* _Passage_
....

# My new puppy! *new pics!*



## Crissa (Oct 7, 2007)

I got my dream dog! I got a male blue merle Aussie pup yesterday, and he is just the sweetest thing. He's 12 weeks old, has had his shots, and wormed, so now it's just time for training. :greengrin: I decided to name him Paisley and I just couldn't be more thrilled with him.


















And SOMEHOW I wound up with another pup! A little female, I think her name is gonna be Cowgirl. She's alot more shy than Paisley is, but she's trying. What's really funny is that she LOVES my BF, and has decided she is HIS dog and not mine, he's trying to figure out how that happened. lol


















And just so as not to let him feel left out here's my BF's blue heeler, Cowboy. :wink:


----------



## KW Farms (Jun 21, 2008)

*Re: My new puppy!*

Very cute puppies!  Nice blue heeler too...we have a couple and they're such nice dogs!


----------



## milkmaid (Sep 15, 2010)

*Re: My new puppy!*

 BEAUTIFUL! I love Aussies.


----------



## toth boer goats (Jul 20, 2008)

*Re: My new puppy!*

Aww...too cute...  :thumb:


----------



## freckles (Jun 17, 2011)

*Re: My new puppy!*

Awe they are all so cute


----------



## firelight27 (Apr 25, 2009)

*Re: My new puppy!*

Love, love love love Aussies. Got me one of my own and my dad has three. Mine's a blue merle too with blue eyes. GREAT choice!


----------



## GotmygoatMTJ (Apr 25, 2009)

*Re: My new puppy!*

I love merles 
Congrats!


----------



## freedomstarfarm (Mar 25, 2011)

*Re: My new puppy!*

Very cute pups! I love the healer!


----------



## Crissa (Oct 7, 2007)

*Re: My new puppy!*

Thanks so much! I've wanted an Aussie for a long long time, ever since I worked at a dog kennel while I was in high school. And so far Paisley seems to be just perfect, very intelligent and sweet. Cowgirl, his sister, is much more timid, but she's learning. And Cowboy is a great dog, just needs some work, you can tell he didn't get much attention at his old home, he's two years old and not potty trained.

....

* _Given material_

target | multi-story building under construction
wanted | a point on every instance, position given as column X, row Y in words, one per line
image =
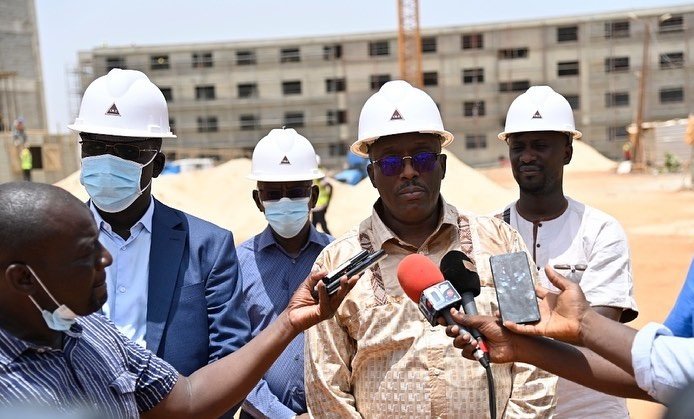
column 223, row 97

....

* _Challenge_
Extend the forum thread about the new puppies, picking up right after its final sentence. The listing comes from a separate source.

* _Response_
----------



## Crissa (Oct 7, 2007)

Got some new pics yesterday of the pups, man they are growing! They had a bad case of worms but are being treated and doing much better now.

And the little girl does not respond to her name whatsoever and we're trying to think of a new name for her, any suggestions?

























Here's Paisley, who by the way does NOT like his pic being taken. lol

































He has the most BEAUTIFUL eyes! lol









And here's Cowboy. =)


----------



## KW Farms (Jun 21, 2008)

They're beautiful! I love their markings!


----------



## Crissa (Oct 7, 2007)

Thank you, I'm really enjoying them. Such smart, quick learning dogs.


----------



## milkmaid (Sep 15, 2010)

No name ideas, but all 3 of them are beauties! Paisley is a good poser for not liking his picture taken.


----------



## toth boer goats (Jul 20, 2008)

Beautiful.........  :thumb: :greengrin:


----------



## Mandara Farm (Sep 12, 2010)

Wow, they're gorgeous! Looks like Cowboy and 'Cowgirl' have already bonded -- love the pics of them together! Are aussies LGD's?


----------



## Crissa (Oct 7, 2007)

Thank you and no they're not Lgds they're herding dogs.


----------



## Mandara Farm (Sep 12, 2010)

Ah, ok.

:clap:


----------



## RMADairyGoats (Jun 20, 2011)

Beautiful doggies! Congrats! :leap:


----------



## Crissa (Oct 7, 2007)

Thank you! I need to get new pics of Paisley cause he's already as tall as Cowboy! I think he's gonna be a big boy. He's my baby though.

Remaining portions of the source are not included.